### AIM OF THE EXERCISE
Find every line in the records that holds the string "below". Copy each one.

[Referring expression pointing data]
+++
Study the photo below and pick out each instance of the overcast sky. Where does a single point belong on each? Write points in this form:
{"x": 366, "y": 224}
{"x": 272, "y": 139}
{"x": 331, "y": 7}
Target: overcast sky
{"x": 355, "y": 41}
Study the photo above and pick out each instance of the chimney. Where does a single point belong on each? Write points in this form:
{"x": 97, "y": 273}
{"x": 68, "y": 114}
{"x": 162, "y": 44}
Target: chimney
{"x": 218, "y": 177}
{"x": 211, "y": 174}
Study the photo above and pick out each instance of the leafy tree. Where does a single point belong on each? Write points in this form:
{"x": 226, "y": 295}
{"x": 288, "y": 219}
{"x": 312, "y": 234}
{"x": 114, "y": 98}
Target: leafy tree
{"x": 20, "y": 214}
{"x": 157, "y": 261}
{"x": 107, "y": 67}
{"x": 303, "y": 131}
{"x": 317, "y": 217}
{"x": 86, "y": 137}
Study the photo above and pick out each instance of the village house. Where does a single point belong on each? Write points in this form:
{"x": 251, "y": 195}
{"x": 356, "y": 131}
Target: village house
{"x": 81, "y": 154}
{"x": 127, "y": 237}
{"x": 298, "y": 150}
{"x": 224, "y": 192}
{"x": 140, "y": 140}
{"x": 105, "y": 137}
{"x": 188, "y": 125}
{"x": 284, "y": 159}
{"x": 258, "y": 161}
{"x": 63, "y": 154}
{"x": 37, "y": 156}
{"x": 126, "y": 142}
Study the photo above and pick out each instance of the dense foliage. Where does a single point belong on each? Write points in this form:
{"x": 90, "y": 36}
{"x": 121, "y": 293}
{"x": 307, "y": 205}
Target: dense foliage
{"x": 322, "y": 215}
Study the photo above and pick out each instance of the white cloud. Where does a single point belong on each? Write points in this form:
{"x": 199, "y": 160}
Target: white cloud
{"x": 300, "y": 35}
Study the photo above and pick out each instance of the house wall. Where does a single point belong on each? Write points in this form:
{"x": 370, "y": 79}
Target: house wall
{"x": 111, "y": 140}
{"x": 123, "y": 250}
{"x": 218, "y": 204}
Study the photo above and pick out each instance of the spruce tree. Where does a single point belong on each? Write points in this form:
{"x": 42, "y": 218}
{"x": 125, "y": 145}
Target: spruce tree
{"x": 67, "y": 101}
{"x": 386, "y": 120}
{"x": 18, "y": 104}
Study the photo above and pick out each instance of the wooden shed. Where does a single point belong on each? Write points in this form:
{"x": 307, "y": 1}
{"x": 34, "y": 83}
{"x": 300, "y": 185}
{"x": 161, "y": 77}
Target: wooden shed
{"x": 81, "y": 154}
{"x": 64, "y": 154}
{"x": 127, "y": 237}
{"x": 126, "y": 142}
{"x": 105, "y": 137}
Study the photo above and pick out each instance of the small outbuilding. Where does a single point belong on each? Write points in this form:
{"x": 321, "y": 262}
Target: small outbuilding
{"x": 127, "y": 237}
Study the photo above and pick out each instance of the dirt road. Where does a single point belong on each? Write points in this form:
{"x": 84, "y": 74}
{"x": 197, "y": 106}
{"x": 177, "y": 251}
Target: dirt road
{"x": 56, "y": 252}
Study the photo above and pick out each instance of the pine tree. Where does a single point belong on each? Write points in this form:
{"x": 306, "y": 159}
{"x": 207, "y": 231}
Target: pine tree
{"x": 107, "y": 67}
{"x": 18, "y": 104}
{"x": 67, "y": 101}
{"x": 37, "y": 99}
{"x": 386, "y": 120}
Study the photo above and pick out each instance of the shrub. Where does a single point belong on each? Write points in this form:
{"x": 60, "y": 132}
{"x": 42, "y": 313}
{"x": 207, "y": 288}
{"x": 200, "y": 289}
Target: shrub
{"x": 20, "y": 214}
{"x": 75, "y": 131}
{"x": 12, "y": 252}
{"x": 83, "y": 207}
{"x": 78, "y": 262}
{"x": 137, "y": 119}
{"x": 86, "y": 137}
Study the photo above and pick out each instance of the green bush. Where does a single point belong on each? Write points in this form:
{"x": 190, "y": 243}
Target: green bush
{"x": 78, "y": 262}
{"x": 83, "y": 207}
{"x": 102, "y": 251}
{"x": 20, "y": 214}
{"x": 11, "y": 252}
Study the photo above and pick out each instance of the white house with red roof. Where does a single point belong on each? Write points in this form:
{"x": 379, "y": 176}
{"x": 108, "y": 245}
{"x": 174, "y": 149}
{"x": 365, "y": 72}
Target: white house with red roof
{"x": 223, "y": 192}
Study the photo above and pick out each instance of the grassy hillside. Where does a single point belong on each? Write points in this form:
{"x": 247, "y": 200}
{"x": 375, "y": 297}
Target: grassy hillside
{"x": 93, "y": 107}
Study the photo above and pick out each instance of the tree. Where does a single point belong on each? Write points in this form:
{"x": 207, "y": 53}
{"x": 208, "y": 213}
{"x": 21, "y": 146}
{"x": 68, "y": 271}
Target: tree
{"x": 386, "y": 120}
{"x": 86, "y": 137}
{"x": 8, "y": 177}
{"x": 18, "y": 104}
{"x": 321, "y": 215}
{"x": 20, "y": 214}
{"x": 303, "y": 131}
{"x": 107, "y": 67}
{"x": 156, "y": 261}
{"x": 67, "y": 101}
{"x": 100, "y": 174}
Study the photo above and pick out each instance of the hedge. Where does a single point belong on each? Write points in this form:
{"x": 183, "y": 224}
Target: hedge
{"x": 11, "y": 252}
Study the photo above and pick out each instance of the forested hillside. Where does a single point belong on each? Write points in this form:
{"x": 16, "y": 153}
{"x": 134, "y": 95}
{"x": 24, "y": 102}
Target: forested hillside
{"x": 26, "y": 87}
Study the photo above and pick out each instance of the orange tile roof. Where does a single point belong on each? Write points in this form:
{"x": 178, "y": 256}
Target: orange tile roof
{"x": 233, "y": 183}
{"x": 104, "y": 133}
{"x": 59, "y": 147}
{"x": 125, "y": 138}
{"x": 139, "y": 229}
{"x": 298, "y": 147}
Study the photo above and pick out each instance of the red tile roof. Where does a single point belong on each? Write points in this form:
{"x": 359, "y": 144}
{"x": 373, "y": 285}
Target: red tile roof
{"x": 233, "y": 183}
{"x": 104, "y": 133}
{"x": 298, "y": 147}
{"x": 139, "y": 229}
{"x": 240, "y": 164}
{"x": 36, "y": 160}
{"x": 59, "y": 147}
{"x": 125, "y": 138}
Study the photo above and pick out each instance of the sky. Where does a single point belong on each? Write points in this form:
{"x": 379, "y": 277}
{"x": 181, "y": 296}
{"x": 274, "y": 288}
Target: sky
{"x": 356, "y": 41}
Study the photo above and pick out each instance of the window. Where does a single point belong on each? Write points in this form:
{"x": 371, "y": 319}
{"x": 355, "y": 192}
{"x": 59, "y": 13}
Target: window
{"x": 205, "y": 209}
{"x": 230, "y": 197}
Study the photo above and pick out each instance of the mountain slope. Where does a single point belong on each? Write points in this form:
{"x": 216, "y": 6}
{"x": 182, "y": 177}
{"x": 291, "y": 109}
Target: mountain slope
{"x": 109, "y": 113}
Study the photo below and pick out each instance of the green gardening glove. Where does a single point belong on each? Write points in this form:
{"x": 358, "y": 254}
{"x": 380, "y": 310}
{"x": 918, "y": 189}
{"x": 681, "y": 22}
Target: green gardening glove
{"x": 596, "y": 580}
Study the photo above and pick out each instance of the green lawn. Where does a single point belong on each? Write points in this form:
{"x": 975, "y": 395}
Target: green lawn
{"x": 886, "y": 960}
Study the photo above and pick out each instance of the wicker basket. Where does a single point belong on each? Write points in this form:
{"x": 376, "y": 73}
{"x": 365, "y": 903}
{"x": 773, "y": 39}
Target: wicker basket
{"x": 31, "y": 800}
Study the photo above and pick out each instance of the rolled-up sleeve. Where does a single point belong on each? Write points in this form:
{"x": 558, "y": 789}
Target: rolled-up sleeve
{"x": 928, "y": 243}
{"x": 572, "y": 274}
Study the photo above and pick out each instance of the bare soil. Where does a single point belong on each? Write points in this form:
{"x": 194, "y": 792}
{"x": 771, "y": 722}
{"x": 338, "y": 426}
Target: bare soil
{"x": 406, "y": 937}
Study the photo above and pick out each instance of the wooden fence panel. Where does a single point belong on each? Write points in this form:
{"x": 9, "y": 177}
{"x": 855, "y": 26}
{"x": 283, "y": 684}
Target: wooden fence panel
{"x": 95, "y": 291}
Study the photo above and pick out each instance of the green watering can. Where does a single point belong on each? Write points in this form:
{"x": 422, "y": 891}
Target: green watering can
+++
### SOLUTION
Study the photo below and pick out each instance of the overcast sky. Where does a single point belong on each? Write points in this form:
Study the photo below and pick out each instance of the green gardening glove. Where does a single point belong on each? Write points in this form:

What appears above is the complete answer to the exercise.